BRIEF: Copy all of the material below exactly.

Records
────────────────────

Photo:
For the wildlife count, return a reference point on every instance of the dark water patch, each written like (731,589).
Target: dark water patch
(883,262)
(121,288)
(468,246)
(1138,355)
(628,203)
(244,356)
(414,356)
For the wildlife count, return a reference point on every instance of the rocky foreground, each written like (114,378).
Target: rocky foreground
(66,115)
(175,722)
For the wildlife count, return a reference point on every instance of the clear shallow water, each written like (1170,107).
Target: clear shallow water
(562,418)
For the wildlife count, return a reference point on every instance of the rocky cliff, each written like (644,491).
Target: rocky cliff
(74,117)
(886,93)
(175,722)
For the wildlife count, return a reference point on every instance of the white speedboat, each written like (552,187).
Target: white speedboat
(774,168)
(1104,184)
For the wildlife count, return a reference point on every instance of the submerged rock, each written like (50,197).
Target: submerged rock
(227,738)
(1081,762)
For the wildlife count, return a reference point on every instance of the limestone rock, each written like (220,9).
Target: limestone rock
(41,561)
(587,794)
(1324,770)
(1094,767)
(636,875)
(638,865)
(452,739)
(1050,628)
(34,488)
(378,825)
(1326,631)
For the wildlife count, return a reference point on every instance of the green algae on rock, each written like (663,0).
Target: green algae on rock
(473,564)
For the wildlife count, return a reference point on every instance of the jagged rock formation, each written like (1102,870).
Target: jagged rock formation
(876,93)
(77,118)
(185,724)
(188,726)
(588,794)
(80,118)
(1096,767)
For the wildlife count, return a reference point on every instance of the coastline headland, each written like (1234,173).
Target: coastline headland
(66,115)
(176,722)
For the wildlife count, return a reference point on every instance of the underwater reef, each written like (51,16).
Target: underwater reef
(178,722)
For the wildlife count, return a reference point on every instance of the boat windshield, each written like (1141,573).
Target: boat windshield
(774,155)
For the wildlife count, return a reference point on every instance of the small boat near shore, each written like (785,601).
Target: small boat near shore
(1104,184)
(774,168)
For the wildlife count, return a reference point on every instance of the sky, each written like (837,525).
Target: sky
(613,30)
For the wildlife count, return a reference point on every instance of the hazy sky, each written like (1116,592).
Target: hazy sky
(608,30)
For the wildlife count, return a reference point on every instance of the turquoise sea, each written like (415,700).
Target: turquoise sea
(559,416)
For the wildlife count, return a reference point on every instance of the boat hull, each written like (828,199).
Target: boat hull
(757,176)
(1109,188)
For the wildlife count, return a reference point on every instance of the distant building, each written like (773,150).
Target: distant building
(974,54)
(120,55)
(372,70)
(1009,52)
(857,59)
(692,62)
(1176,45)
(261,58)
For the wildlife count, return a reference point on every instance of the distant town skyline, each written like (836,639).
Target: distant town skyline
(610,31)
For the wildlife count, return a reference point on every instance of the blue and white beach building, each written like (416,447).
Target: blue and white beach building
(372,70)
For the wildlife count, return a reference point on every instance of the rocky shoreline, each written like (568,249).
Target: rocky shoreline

────────────────────

PROBLEM SOLUTION:
Photo:
For the wildlife count, return a reference point on every instance of the dark water patch, each written like (731,589).
Target: dark water patch
(883,262)
(121,288)
(468,246)
(1138,355)
(628,203)
(244,356)
(414,356)
For the wildlife count, return a reference point on every instance of the rocky foreground, each written like (114,378).
Target: rocky foreground
(66,115)
(175,722)
For the wildlife count, return a reference point on every instance of the clear shallow water, each written like (1170,107).
Target: clear shallow water
(562,418)
For the wildlife count, return a reference point on every instance of the rocky cliff, each written like (644,491).
Target: rocky cliff
(74,117)
(886,93)
(175,722)
For the wildlife count, return a reference point on every instance of the white speedboat, each written like (552,187).
Target: white speedboat
(774,168)
(1104,184)
For the wildlife count, return a reference point on every instance of the submerged rock, each written like (50,197).
Target: submerged rock
(227,738)
(1081,762)
For the wildlife count, return a reference point on every instance of the limestone rock, each written like (220,9).
Target: limestone rock
(41,561)
(587,794)
(1324,770)
(1094,767)
(636,875)
(638,865)
(452,739)
(1050,628)
(34,488)
(378,825)
(1326,631)
For the wildlife count, return a reference point on every instance of the green algae on rock, each written like (663,0).
Target: green algae on rock
(473,564)
For the wildlife count, return a reference point on every instance of the jagged rock formation, each written like (1102,870).
Target: jagged rock formation
(876,93)
(77,118)
(185,724)
(188,726)
(588,794)
(80,118)
(1096,767)
For the wildlife count, return a reference point on every instance of the coastline headland, each written like (1234,173).
Target: coastline headland
(66,115)
(176,722)
For the wildlife count, return a reference point on every instance of the underwater reef, each written like (51,16).
Target: underwater reef
(178,722)
For the wildlife count, return a reference point on every instance of the boat windshield, each written like (1141,573).
Target: boat windshield
(774,155)
For the wildlife count, return a reference point on every instance of the small boat near shore, each written like (785,601).
Target: small boat near shore
(1104,184)
(774,168)
For the wildlife count, return a reference point on every instance of the sky, each written like (837,525).
Target: sky
(613,30)
For the wildlife count, return a reference point on every instance of the hazy sky, each written like (1116,592).
Target: hazy sky
(608,30)
For the wildlife count, return a reference point on every instance of the turquoise sea, each written like (415,700).
Target: turquoise sea
(559,416)
For the wildlife count, return a reference point on every instance of the boat hull, each written like (828,199).
Target: boat hull
(757,176)
(1109,188)
For the wildlife count, return a reference point on every instance of the distant building, each written like (773,150).
Target: distant building
(974,54)
(120,55)
(372,70)
(1009,52)
(857,59)
(692,62)
(1176,45)
(261,58)
For the wildlife count, return a reference point on every instance of the distant town skyline, each written like (836,639).
Target: distant town skyline
(610,31)
For the wildlife count, return a reference point on every instance of the blue and white beach building, each written like (416,447).
Target: blue and white beach building
(372,70)
For the wildlife count, return a reference point on every instance of the rocky shoreline, each written like (568,249).
Target: rocky shoreline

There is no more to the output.